TO DO -
Please set down, exactly as written, the line containing "# tag every instance of the safety" and every line after it through the end of the records.

RECORDS SHOWN -
§
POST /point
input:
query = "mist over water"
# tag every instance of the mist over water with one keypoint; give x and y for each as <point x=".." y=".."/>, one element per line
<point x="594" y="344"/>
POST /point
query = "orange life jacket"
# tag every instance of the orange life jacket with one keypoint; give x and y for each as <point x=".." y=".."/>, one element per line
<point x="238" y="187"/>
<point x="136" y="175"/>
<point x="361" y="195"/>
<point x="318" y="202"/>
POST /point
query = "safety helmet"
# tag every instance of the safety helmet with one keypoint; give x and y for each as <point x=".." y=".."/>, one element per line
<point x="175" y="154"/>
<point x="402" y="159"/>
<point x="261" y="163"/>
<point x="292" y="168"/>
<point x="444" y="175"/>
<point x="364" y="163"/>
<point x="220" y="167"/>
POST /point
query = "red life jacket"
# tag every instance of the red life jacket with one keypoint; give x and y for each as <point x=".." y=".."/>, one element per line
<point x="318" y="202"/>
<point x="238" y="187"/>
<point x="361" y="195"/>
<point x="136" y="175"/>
§
ANSWER SECTION -
# tag every instance of the safety helmet with one keypoint; give x and y for each as <point x=".." y=".."/>, one element per line
<point x="175" y="154"/>
<point x="402" y="159"/>
<point x="261" y="163"/>
<point x="292" y="168"/>
<point x="444" y="175"/>
<point x="364" y="163"/>
<point x="220" y="167"/>
POST /point
query = "red life jacket"
# tag every instance of the red life jacket with one keypoint; give x and y for each as <point x=".." y=".."/>, one element per line
<point x="318" y="202"/>
<point x="238" y="187"/>
<point x="361" y="195"/>
<point x="136" y="175"/>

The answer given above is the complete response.